**STATED GOAL A:** Please give the records again, starting with the line with "Each instance of the white" and going on through the end of the records, swapping "white ground surface" for "pale ground surface" and leaving everything else unchanged.

**QUOTED PASSAGE:**
----------

Yes. And timeouts are quite generous so there is IMO no problem in
skipping one iteration. It is not like this wq is high priority and we
can guarantee any exact update interval here anyway.

> Then maybe an update to nf_flow_offload_tuple() to make it handle the
> stats implicitly?

I considered this, but didn't want to over-complicate this series which
is tricky enough as it is.

>
>>  	}
>> diff --git a/net/netfilter/nf_flow_table_offload.c b/net/netfilter/nf_flow_table_offload.c
>> index 8b852f10fab4..103b2ca8d123 100644
>> --- a/net/netfilter/nf_flow_table_offload.c
>> +++ b/net/netfilter/nf_flow_table_offload.c
>> @@ -1036,16 +1036,17 @@ nf_flow_offload_work_alloc(struct nf_flowtable *flowtable,
>>  }
>>  
>>  
>> -void nf_flow_offload_add(struct nf_flowtable *flowtable,
>> +bool nf_flow_offload_add(struct nf_flowtable *flowtable,
>>  			 struct flow_offload *flow)
>>  {
>>  	struct flow_offload_work *offload;
>>  
>>  	offload = nf_flow_offload_work_alloc(flowtable, flow, FLOW_CLS_REPLACE);
>>  	if (!offload)
>> -		return;
>> +		return false;
>>  
>>  	flow_offload_queue_work(offload);
>> +	return true;
>>  }
>>  
>>  void nf_flow_offload_del(struct nf_flowtable *flowtable,
>> -- 
>> 2.38.1
>>
Marcelo Ricardo Leitner Jan. 17, 2023, 5:47 p.m. UTC | #3
On Tue, Jan 17, 2023 at 07:33:31PM +0200, Vlad Buslov wrote:
> 
> On Tue 17 Jan 2023 at 12:28, Marcelo Ricardo Leitner <marcelo.leitner@gmail.com> wrote:
> > On Fri, Jan 13, 2023 at 05:55:45PM +0100, Vlad Buslov wrote:
> >> Following patches in series need to update flowtable rule several times
> >> during its lifetime in order to synchronize hardware offload with actual ct
> >> status. However, reusing existing 'refresh' logic in act_ct would cause
> >> data path to potentially schedule significant amount of spurious tasks in
> >> 'add' workqueue since it is executed per-packet. Instead, introduce a new
> >> flow 'update' flag and use it to schedule async flow refresh in flowtable
> >> gc which will only be executed once per gc iteration.
> >> 
> >> Signed-off-by: Vlad Buslov <vladbu@nvidia.com>
> >> ---
> >>  include/net/netfilter/nf_flow_table.h |  3 ++-
> >>  net/netfilter/nf_flow_table_core.c    | 20 +++++++++++++++-----
> >>  net/netfilter/nf_flow_table_offload.c |  5 +++--
> >>  3 files changed, 20 insertions(+), 8 deletions(-)

----------

**SUPPLIED ENTRIES:**
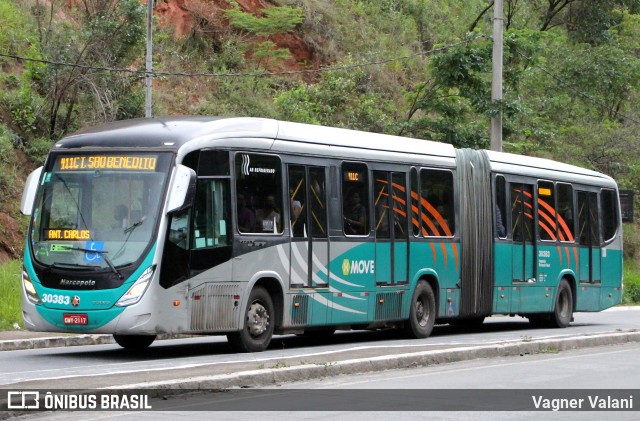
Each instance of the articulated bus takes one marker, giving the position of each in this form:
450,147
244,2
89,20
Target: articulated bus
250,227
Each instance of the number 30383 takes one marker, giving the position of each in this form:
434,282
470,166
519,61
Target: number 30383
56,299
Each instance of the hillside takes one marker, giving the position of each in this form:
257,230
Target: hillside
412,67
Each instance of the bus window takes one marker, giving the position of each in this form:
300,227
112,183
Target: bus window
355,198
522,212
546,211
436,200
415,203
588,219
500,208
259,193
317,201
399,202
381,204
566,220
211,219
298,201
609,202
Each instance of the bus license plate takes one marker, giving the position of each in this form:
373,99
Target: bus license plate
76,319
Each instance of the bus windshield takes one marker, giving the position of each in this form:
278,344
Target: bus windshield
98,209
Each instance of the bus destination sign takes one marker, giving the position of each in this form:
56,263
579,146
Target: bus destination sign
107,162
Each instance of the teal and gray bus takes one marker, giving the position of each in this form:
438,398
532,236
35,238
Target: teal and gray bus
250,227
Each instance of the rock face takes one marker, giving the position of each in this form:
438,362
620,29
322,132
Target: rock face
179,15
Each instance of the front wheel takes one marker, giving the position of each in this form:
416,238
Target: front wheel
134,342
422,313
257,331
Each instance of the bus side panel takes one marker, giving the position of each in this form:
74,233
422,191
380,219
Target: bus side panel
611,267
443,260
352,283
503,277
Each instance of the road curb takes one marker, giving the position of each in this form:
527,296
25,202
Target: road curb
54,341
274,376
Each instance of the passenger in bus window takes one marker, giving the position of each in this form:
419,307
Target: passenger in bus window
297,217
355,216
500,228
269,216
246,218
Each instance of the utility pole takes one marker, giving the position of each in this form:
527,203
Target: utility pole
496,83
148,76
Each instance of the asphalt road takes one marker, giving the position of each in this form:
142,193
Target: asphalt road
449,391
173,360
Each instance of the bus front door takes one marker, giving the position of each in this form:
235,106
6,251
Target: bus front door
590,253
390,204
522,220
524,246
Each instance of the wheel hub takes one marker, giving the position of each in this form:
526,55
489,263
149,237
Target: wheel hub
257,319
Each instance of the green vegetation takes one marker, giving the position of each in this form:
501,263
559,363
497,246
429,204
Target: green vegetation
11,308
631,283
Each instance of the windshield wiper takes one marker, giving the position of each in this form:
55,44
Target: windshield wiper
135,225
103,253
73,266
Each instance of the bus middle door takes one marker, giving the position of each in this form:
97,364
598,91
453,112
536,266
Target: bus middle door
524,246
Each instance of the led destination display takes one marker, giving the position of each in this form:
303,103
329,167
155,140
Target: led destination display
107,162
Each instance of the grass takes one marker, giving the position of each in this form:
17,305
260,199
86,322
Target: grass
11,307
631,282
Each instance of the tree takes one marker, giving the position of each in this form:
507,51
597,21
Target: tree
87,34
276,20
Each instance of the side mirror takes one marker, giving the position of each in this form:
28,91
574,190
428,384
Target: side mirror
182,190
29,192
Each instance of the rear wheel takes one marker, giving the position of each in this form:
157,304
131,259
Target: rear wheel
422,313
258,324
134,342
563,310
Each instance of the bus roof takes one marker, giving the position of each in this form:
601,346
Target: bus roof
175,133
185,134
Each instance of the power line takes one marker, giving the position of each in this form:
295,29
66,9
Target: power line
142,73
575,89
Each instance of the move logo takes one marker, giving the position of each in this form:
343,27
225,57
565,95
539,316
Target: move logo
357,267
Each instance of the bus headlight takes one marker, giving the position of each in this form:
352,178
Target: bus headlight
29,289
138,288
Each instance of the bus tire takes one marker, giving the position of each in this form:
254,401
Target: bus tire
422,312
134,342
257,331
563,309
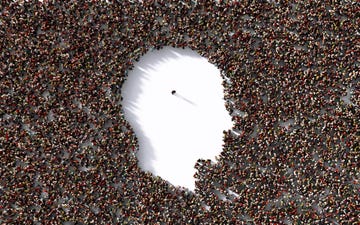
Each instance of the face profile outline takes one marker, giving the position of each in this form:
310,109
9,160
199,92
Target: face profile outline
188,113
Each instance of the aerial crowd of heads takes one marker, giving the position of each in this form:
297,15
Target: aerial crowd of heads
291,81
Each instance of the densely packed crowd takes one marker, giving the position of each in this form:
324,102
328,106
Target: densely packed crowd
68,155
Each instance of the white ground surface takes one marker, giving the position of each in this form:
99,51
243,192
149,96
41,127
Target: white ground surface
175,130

----------

**STATED GOAL B:** From the patch discussion, return the passage starting with "Yes. And timeouts" and going on through "enough as it is.", copied word for word.

**WRITTEN RESPONSE A:**
Each instance of the pale ground surface takes one marker, giving the position of each in this form:
99,51
243,192
149,96
41,127
Target: pale ground surface
175,130

**WRITTEN RESPONSE B:**
Yes. And timeouts are quite generous so there is IMO no problem in
skipping one iteration. It is not like this wq is high priority and we
can guarantee any exact update interval here anyway.

> Then maybe an update to nf_flow_offload_tuple() to make it handle the
> stats implicitly?

I considered this, but didn't want to over-complicate this series which
is tricky enough as it is.